Set exercise:
Write out the entries below word for word, leaving out the pictures.

Supplied data:
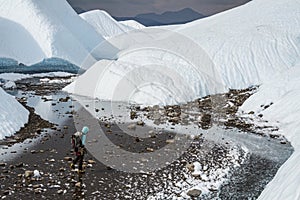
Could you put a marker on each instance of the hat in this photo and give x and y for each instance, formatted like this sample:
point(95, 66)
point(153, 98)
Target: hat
point(85, 130)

Final answer:
Could you put a marker on each instance of the hat in this photo and give x and y for each instance, formatted like this sample:
point(95, 66)
point(153, 98)
Target: hat
point(85, 130)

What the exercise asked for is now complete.